• _PROBLEM STATEMENT_
Lift the stretch from "Captive lynx in" through "for media use." word for word from the press release below on lynx deaths in Maine traps.

• _TEXT PASSAGE_
= Beginning of Section =

Center for Biological Diversity


For Immediate Release, December 10, 2014

Contact: Mollie Matteson, (802) 318-1487 or mmatteson@biologicaldiversity.org

Second Lynx Death in Maine Triggers New Restrictions on Traps in Endangered Species' Habitat

Deaths Expose Fatal Flaws in Federally Issued Trapping Permits

AUGUSTA, Maine— A second Canada lynx has died in a trap in Maine, triggering an emergency prohibition on certain types of trapping in lynx habitat in the state. The lynx deaths come less than a month after the U.S. Fish and Wildlife Service issued a federal permit to the Maine Department of Inland Fisheries and Wildlife allowing the state to conduct its recreational trapping program in areas occupied by the lynx, a federally threatened species. The permit allowed for a total of three lynx mortalities over the 15-year permit period.

Canada lynx

Captive lynx in Maine investigates a simulated trap during a 2011 study conducted to determine whether the leaning pole setup shown in photo, and eventually approved by the U.S. Fish and Wildlife Service, would prevent lynx from reaching traps. Photo courtesy USFWS. This photo is available for media use.

“There’s no doubt that both federal and state wildlife officials knew lynx could get caught in these killer-type traps, because there was photo documentation to prove it,” said Mollie Matteson, a senior scientist at the Center for Biological Diversity. “But they recklessly ignored the facts and succumbed to pressure to approve this trapping permit.”

Both lynx were killed in conibear traps on leaning poles, a type of trap setup used to capture fisher and marten that usually kills within minutes. Trappers typically set a leaning pole diagonally against a nearby tree. Fisher and marten run up the poles, lured by bait or scent placed on the far side of the trap, which is attached to the pole. The state of Maine claimed that the use of narrow-diameter, more steeply inclined leaning poles, with traps placed at least four feet off the ground, would prevent lynx from accessing the traps. But the Fish and Wildlife Service tested this setup with captive lynx and found that they could readily get at the traps, despite the narrow poles and height of the traps off the ground.

Despite that, Fish and Wildlife issued an incidental-take permit to Maine’s Department of Inland Fisheries and Wildlife last month. The permit included the flawed setup for elevated conibear traps that the Service had documented did not work to prevent lynx accessing the traps. Already nearly 20 lynx have been captured this trapping season, several since the permit was approved, including the two known to have been directly killed. The permit stipulates that up to 195 lynx may be caught during the 15-year permit period, including up to three lethal captures, and up to nine incidents of major but nonlethal injury.

The second lynx mortality this month triggers a clause in the permit forcing the state to take immediate action to reduce the risk of another mortality. The state responded by prohibiting the use of the conibear traps, as well as foothold traps in elevated setups, within zones occupied by lynx. Conibears may still be used if set on the ground with “lynx exclusion devices,” and foothold traps may still be used if set on the ground.

= End of Section =

• _RECORDS_
= Beginning of Section =

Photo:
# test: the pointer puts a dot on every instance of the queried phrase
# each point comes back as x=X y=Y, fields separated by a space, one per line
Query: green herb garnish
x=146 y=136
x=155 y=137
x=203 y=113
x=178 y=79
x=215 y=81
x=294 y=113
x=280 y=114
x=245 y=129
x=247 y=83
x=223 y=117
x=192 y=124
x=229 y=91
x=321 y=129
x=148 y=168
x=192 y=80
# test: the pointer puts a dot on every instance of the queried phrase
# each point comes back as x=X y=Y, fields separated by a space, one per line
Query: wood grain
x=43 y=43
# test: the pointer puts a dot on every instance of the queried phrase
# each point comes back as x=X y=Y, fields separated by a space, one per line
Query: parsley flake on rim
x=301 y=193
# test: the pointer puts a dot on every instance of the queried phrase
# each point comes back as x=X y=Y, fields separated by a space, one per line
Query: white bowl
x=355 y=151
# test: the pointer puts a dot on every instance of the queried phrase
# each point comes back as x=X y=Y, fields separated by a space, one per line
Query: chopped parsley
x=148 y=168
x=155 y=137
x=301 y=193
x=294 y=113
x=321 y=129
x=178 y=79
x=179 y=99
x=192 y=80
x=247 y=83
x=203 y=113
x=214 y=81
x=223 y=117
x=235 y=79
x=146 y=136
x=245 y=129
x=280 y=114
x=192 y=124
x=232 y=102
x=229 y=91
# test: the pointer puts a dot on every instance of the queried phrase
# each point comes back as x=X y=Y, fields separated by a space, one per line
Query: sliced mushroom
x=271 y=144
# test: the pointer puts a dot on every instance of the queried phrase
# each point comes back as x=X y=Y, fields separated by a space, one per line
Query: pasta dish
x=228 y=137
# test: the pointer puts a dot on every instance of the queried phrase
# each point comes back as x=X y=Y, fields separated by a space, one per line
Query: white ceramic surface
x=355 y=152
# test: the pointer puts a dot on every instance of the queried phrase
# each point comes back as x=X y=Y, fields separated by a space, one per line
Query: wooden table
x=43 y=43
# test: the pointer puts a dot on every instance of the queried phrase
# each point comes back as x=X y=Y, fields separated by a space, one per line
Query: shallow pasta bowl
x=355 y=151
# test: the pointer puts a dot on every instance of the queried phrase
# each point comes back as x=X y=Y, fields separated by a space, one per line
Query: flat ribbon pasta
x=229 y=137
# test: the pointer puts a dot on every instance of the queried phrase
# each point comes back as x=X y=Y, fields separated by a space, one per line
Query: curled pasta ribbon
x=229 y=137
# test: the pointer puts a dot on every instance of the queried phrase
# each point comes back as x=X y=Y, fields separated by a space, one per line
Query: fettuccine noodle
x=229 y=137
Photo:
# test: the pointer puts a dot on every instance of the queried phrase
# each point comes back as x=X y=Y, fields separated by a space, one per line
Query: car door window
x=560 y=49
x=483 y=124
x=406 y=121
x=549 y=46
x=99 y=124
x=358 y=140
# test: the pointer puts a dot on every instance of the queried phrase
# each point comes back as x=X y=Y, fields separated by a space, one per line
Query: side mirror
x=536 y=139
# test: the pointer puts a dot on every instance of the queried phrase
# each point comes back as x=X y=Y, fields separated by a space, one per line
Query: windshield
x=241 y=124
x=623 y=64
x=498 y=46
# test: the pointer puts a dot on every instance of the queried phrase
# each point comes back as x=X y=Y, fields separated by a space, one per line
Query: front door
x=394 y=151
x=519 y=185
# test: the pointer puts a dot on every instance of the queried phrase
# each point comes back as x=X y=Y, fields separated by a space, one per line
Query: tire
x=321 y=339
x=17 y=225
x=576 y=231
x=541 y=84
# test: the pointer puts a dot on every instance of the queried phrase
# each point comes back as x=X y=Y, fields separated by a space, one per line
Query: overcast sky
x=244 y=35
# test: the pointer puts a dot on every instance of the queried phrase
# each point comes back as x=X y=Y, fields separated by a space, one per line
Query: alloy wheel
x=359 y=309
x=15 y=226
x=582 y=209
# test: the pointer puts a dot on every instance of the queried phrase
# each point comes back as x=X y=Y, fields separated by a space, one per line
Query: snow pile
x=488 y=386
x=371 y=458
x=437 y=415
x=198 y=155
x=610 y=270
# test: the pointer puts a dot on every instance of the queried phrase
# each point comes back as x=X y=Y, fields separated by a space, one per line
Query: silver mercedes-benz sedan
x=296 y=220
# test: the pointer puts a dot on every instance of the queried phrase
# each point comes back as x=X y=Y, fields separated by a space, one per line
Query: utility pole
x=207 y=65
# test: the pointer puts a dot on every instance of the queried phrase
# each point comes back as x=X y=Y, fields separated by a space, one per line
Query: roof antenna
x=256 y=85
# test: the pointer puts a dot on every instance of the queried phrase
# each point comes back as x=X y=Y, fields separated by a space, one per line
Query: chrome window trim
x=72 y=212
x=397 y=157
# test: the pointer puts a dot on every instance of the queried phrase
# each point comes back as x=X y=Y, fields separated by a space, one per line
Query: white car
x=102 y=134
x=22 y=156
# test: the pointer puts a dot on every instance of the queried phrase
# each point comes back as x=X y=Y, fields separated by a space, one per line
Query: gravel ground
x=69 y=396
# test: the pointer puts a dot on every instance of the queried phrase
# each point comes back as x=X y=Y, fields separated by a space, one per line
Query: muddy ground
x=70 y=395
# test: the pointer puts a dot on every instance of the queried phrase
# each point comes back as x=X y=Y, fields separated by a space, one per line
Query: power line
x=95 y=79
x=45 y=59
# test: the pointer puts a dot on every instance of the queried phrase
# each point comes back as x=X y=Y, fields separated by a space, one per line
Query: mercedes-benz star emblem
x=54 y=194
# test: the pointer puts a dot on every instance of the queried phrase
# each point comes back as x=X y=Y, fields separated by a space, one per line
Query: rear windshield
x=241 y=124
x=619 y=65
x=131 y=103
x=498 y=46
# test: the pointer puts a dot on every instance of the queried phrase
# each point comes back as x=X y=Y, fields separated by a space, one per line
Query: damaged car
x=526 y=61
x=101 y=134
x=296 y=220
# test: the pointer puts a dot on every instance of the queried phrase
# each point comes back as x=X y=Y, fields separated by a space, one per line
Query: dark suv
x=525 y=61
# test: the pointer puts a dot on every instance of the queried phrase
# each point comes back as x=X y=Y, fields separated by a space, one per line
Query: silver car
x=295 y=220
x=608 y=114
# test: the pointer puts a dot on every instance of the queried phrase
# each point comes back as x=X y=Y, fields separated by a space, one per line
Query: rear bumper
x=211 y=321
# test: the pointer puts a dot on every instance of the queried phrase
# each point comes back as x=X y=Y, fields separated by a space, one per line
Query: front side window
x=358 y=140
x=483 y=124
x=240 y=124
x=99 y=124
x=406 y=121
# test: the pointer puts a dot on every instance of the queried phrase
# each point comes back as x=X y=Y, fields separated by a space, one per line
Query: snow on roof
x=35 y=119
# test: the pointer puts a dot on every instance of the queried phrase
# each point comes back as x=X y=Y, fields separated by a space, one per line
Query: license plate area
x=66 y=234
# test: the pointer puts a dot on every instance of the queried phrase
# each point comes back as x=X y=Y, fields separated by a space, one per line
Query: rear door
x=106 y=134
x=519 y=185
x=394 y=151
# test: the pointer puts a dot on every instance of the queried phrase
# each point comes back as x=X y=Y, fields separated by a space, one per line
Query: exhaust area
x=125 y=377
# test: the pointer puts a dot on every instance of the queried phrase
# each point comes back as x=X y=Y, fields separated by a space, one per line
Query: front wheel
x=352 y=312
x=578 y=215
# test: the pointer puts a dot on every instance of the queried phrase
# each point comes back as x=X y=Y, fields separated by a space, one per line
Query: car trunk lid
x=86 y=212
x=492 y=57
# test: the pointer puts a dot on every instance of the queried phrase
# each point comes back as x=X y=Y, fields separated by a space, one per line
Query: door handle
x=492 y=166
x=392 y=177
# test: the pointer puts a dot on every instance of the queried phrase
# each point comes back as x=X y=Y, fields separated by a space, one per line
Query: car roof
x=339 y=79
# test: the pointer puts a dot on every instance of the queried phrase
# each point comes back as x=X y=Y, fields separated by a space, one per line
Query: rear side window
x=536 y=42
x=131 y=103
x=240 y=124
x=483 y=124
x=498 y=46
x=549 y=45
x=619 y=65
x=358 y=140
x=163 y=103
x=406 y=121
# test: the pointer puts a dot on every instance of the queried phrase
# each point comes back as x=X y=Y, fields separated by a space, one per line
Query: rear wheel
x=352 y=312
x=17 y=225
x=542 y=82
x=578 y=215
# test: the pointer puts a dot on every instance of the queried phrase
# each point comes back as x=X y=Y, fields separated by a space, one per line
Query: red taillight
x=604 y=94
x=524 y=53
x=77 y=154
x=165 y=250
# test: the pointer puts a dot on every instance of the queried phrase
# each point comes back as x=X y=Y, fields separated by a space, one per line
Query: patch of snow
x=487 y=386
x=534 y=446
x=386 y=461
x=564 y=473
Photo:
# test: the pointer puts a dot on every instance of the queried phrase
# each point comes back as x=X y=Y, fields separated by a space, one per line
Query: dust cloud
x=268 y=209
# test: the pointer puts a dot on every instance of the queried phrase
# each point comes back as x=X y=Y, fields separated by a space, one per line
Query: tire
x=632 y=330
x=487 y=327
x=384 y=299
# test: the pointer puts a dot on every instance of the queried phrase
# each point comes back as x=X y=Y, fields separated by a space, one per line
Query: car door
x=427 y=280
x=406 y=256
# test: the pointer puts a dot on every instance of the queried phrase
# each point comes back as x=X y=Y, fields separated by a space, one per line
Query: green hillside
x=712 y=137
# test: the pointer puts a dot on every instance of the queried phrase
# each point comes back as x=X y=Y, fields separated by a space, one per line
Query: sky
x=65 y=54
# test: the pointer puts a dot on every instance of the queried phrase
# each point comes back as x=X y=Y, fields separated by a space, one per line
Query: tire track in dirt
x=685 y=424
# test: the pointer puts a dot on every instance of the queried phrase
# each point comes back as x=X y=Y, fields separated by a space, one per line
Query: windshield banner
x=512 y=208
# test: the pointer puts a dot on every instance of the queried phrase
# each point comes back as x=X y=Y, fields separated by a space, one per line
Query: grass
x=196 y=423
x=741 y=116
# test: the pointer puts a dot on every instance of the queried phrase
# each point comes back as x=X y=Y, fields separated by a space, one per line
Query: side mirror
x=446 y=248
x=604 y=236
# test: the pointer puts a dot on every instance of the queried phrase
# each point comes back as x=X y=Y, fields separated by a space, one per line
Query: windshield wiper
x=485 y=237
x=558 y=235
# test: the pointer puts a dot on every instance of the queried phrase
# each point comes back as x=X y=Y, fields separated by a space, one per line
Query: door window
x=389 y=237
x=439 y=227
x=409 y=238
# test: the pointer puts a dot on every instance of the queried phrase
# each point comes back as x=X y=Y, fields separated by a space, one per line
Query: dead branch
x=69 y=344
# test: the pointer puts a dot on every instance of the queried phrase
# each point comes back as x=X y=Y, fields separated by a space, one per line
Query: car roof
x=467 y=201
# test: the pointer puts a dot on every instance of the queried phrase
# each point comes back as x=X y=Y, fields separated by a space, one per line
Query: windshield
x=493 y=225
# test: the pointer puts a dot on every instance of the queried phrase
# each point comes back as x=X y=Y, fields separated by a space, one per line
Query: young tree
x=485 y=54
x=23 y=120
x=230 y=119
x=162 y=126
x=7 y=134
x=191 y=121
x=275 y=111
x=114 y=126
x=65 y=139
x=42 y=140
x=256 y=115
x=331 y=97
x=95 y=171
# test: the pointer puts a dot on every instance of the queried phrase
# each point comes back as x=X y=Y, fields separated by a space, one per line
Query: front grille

= End of Section =

• _REPLY_
Captive lynx in Maine investigates a simulated trap during a 2011 study conducted to determine whether the leaning pole setup shown in photo, and eventually approved by the U.S. Fish and Wildlife Service, would prevent lynx from reaching traps. Photo courtesy USFWS. This photo is available for media use.